■ **Texte présenté**:

Shirin Gunny, CEO de “Made in Moris”, reconnaît elle aussi que beaucoup d’entreprises « n’ont pas le temps » d’innover. « Il existe plusieurs formats d’entreprises à Maurice. Dans beaucoup de cas, c’est un “One-man-show”, c’est-à-dire un CEO qui est au four et au moulin et qui n’écoute pas assez ses collaborateurs », explique-t-elle. Pour Shirin Gunny, beaucoup d’entreprises veulent aussi innover, « mais ne savent pas par où commencer ». Cependant, l’innovation peut germer à partir d’une idée qui fuse, à partir d’interaction avec les clients, « ou simplement à travers du bon leadership et, surtout, la capacité de voir les contraintes comme des opportunités », souligne Min Lee.

Parler aux clients, c’est la clé de l’innovation et on l’a un peu oublié à Maurice ces dernières années dans notre style de management. Et c’est là où le bât blesse. « Lorsqu’on lance un produit, a-t-on parlé à la cible de clients pour laquelle nous conceptualisons ce nouveau produit ?» se demande Natacha Emilien, managing director de Red Dot. « Imaginez que
vous ayez développé un nouveau produit avec le client en écoutant ses critiques, etc. Cela changerait tout. Parlez à vos clients, allez les voir, c’est là que commence l’innovation. Il faut d’abord connaître les attentes de vos clients. Allez sur le terrain!» Mais Natacha Emilien ne jette pas la pierre aux entreprises, cherchant plutôt à les aider : « Le problème, c’est que ces dernières années, elles sont concentrées sur l’opérationnel. Il faut parfois prendre le temps de s’arrêter, de réfléchir, pour faire naître l’innovation. On peut créer des cellules interfonctionnelles dans différents départements où les gens pourront s’exprimer sur les opportunités de croissance de l’entreprise. Car c’est l’innovation qui va assurer le futur de l’entreprise. »

■ **Données affichées**:
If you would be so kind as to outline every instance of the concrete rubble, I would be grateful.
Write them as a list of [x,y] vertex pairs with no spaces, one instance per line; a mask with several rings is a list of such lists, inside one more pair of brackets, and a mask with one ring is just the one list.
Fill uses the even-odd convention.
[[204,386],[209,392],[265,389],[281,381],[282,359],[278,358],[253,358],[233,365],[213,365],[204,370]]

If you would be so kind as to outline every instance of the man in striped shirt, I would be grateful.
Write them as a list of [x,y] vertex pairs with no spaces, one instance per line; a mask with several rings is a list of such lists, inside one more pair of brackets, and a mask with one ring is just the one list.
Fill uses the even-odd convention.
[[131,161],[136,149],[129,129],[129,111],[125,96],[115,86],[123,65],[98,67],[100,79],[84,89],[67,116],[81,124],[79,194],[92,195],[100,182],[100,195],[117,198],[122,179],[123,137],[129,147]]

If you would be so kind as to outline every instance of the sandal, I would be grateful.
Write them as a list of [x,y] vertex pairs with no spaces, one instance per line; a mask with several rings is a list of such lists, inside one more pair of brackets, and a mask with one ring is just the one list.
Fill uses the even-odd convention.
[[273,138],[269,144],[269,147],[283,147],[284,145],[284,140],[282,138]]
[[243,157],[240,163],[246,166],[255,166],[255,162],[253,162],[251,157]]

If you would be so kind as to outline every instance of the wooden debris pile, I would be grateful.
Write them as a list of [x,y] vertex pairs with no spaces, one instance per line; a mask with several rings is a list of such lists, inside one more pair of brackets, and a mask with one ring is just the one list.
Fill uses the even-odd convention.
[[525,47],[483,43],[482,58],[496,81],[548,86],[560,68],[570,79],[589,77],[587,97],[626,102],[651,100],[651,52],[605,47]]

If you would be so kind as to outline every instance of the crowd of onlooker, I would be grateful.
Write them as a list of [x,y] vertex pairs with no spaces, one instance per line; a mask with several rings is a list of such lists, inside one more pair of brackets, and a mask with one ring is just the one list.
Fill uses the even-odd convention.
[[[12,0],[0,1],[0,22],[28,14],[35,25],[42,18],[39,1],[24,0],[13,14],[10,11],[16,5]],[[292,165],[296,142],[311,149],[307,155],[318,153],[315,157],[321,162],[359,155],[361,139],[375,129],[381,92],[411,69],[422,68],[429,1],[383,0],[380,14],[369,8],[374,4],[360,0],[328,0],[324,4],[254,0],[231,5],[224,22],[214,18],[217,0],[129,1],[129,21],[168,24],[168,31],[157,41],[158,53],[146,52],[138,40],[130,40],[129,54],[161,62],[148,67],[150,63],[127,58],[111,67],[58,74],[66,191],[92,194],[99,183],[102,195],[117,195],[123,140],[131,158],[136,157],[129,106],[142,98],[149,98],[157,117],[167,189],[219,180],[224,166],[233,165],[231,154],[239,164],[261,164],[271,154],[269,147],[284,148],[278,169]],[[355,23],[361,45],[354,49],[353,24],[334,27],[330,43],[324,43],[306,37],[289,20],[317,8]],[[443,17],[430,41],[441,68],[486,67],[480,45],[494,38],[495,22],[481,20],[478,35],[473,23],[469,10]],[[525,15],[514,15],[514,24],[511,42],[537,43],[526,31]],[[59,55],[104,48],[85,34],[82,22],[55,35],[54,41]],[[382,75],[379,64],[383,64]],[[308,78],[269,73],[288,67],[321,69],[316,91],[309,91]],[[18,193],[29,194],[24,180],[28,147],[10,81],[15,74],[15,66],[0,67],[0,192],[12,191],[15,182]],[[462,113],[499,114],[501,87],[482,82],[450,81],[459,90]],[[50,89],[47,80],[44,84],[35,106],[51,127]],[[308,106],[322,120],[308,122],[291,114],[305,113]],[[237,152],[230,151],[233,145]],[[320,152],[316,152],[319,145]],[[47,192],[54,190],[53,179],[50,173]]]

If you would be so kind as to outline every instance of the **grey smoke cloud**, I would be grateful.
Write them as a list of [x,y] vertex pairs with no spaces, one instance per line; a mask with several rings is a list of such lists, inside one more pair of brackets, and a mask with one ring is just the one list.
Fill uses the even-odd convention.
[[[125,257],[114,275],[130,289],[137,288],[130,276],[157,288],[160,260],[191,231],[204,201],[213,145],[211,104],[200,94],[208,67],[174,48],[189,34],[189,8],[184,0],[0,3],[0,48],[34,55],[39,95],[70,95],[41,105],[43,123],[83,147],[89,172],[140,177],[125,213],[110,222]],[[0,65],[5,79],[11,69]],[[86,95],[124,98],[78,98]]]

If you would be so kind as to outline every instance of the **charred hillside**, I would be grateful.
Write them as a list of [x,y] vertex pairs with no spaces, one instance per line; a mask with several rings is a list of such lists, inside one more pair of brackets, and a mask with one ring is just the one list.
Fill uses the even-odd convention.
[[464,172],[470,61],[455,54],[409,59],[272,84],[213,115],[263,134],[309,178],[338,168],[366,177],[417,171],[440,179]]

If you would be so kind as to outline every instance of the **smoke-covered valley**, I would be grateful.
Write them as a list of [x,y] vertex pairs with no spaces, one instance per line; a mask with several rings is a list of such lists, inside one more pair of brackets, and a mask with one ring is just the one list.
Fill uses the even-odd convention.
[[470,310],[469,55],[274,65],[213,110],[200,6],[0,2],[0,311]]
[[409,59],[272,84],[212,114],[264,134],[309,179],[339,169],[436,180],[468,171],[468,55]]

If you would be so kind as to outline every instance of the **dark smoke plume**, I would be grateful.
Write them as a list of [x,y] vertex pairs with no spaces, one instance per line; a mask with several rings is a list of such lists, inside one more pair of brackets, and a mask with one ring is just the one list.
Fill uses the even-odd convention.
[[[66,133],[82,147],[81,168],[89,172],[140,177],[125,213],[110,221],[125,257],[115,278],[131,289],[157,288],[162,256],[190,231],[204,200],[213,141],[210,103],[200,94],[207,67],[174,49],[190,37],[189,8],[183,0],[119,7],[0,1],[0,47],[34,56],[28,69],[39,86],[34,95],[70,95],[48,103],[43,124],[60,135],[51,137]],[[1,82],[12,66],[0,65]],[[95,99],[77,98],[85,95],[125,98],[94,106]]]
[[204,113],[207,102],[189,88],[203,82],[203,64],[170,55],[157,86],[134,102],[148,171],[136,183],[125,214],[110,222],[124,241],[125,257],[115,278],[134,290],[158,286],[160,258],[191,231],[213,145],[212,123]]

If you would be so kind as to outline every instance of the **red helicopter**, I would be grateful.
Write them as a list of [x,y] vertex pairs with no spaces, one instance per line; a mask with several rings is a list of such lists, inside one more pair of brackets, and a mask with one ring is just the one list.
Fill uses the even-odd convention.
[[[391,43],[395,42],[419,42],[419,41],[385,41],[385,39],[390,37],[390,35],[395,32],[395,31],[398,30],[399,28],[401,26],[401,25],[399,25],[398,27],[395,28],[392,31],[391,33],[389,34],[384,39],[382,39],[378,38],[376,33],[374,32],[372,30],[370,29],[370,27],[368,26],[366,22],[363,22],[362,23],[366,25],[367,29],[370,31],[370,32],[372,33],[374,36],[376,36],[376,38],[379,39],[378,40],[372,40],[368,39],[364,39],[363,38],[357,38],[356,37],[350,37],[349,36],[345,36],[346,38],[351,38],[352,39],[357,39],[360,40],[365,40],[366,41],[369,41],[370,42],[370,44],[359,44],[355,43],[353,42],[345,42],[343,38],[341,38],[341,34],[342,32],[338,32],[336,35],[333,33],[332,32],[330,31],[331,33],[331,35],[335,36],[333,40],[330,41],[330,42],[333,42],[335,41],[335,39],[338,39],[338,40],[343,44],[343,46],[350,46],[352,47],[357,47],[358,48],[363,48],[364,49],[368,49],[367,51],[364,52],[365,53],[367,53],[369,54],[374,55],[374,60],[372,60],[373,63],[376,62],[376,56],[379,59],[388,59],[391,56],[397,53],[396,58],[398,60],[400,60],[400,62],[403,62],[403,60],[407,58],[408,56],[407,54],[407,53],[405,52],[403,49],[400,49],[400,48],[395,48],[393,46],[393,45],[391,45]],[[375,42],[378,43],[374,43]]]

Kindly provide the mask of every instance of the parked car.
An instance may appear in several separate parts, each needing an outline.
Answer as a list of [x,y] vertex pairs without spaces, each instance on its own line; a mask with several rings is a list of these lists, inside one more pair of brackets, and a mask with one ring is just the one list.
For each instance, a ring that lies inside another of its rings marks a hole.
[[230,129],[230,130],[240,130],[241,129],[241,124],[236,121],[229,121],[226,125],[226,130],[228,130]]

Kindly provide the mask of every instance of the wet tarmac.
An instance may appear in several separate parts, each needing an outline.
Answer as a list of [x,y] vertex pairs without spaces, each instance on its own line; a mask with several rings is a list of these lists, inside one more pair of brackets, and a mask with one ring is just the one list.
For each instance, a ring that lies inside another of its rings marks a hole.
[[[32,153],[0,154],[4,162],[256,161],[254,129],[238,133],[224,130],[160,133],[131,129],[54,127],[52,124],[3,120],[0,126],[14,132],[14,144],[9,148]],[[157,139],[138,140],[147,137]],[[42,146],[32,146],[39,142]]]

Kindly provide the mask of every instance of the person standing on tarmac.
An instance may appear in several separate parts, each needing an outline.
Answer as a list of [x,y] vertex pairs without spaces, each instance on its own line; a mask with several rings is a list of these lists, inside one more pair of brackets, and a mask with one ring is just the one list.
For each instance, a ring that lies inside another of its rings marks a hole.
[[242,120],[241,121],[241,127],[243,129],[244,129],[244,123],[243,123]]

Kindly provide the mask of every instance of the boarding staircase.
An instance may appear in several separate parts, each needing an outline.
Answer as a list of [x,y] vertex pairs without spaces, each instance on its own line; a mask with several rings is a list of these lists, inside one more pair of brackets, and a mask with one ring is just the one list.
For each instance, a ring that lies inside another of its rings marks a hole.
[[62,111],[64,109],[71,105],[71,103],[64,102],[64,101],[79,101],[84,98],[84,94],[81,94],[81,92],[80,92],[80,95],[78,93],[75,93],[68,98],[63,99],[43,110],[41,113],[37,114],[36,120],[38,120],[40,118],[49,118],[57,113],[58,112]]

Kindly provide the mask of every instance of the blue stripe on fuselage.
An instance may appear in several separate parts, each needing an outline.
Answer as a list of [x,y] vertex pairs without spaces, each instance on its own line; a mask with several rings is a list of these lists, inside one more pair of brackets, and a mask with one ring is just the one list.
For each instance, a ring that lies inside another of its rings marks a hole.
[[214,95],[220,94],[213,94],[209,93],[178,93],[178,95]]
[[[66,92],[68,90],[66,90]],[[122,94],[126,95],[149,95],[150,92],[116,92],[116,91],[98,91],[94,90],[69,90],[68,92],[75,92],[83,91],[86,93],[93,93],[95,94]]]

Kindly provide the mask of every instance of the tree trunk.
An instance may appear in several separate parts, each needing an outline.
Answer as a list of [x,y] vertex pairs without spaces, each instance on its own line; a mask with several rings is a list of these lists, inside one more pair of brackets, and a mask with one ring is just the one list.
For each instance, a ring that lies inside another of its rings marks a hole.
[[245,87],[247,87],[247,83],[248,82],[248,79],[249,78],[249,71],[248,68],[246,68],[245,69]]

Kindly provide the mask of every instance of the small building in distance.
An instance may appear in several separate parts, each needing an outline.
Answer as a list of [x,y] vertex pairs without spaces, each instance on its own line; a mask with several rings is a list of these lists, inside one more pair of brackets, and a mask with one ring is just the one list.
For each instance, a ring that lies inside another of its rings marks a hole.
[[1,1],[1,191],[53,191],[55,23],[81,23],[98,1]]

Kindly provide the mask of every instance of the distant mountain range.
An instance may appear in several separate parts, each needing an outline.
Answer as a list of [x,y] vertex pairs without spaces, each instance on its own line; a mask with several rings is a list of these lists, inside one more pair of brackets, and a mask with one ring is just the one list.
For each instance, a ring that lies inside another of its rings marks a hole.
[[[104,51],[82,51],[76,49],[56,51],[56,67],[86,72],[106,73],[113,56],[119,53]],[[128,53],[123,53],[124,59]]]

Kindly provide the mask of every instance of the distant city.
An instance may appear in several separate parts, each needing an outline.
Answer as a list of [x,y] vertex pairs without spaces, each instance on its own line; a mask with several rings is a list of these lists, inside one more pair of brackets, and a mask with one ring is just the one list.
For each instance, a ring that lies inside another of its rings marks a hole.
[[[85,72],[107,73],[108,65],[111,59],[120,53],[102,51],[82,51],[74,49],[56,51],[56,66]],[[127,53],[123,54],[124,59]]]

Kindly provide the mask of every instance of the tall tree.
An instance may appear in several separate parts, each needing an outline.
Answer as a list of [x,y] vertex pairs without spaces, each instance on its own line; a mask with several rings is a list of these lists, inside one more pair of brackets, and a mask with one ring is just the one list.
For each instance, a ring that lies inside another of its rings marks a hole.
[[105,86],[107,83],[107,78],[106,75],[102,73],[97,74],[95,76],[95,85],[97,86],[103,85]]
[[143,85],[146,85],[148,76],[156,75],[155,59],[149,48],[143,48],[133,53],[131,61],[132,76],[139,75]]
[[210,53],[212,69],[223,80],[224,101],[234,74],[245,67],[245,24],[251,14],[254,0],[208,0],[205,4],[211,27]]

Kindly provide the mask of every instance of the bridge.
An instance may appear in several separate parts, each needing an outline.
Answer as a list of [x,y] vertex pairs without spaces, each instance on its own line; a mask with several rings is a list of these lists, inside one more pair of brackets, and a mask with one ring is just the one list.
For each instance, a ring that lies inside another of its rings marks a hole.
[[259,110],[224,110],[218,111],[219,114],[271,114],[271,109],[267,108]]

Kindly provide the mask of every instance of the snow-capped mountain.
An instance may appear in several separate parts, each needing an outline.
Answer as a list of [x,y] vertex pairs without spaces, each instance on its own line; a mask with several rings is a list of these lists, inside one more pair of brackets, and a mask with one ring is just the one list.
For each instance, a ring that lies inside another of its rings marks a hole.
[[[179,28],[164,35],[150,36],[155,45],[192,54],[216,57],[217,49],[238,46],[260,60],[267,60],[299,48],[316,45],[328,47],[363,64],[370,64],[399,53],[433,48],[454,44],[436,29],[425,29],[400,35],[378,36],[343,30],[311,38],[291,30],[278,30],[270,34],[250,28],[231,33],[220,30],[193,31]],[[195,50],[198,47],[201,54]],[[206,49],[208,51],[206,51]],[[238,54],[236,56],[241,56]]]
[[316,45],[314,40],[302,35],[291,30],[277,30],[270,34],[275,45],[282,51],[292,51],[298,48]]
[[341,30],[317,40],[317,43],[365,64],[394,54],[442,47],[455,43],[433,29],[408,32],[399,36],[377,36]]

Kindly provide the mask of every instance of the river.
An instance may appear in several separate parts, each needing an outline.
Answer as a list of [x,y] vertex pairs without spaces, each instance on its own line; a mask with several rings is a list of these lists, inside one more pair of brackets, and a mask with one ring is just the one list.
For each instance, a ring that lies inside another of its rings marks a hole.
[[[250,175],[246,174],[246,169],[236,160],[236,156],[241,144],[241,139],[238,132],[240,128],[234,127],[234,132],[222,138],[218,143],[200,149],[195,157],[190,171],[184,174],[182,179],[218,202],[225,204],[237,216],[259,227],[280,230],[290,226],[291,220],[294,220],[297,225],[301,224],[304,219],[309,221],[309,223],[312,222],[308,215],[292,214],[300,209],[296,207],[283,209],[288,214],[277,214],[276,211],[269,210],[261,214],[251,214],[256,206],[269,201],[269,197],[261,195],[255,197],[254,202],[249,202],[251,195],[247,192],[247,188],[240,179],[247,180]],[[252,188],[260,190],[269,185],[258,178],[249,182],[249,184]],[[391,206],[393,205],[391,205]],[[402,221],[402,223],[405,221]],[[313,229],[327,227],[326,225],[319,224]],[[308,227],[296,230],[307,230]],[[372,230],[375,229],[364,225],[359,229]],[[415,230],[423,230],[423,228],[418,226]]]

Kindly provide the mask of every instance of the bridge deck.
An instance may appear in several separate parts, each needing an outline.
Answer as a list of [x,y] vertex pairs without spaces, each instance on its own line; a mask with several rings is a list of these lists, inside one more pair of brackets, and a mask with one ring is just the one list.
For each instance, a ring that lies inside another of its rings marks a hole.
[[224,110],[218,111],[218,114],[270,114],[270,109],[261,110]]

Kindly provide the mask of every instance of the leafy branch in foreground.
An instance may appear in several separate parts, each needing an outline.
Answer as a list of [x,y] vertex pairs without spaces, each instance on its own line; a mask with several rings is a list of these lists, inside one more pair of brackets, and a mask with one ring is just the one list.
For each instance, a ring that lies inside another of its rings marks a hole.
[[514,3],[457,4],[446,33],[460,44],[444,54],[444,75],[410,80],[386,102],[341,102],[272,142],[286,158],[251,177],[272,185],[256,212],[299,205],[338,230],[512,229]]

■ **Consignes**:
A. Répondez à ces questions sur le texte sur l'innovation :
(i) Quel titre Shirin Gunny porte-t-elle chez « Made in Moris » ?
(ii) D'après Min Lee, quelle capacité, en plus du bon leadership, fait germer l'innovation ?
(iii) Quelle fonction Natacha Emilien occupe-t-elle chez Red Dot ?
B. Renvoyez sans la moindre modification le passage du texte sur l'innovation qui va de « Shirin Gunny, CEO » jusqu'à « souligne Min Lee. ».
C. Reprenez le texte sur l'innovation dans les entreprises mauriciennes à partir de sa dernière phrase.
Les données forment un matériau distinct du texte sur l'innovation.

■ **Corrigé**:
A.
(i) CEO.
(ii) La capacité de voir les contraintes comme des opportunités.
(iii) Managing director.

B.
Shirin Gunny, CEO de “Made in Moris”, reconnaît elle aussi que beaucoup d’entreprises « n’ont pas le temps » d’innover. « Il existe plusieurs formats d’entreprises à Maurice. Dans beaucoup de cas, c’est un “One-man-show”, c’est-à-dire un CEO qui est au four et au moulin et qui n’écoute pas assez ses collaborateurs », explique-t-elle. Pour Shirin Gunny, beaucoup d’entreprises veulent aussi innover, « mais ne savent pas par où commencer ». Cependant, l’innovation peut germer à partir d’une idée qui fuse, à partir d’interaction avec les clients, « ou simplement à travers du bon leadership et, surtout, la capacité de voir les contraintes comme des opportunités », souligne Min Lee.

C.
Pour la managing director de Red Dot, l’heure est venue d’innover « à fond ». Elle explique : « Nous devons créer dans ce pays ! Il faut que les gens puissent dire “Woow” si nous voulons être compétitifs à l’échelle internationale. » Les différents intervenants de la conférence sur l’innovation de “Made in Moris”, mercredi dernier à Beau-Plan, on mit l’accent sur la nécessité d’abandonner les modes de gestion traditionnels dans les entreprises pour laisser émerger les nouvelles idées du bas de l’échelle. Ce qui est observé dans la majorité des entreprises, c’est que les décisions sont prises uniquement par un petit groupe du Top Management, qui essaie d’innover, mais l’innovation doit venir de tous les membres du personnel, surtout de ceux au bas de l’échelle, qui sont le plus souvent confrontés à la clientèle. « Et ce alors que tout le monde a la capacité d’innover, de réfléchir et de penser », ont fait comprendre les différents intervenants.
Comment innover ?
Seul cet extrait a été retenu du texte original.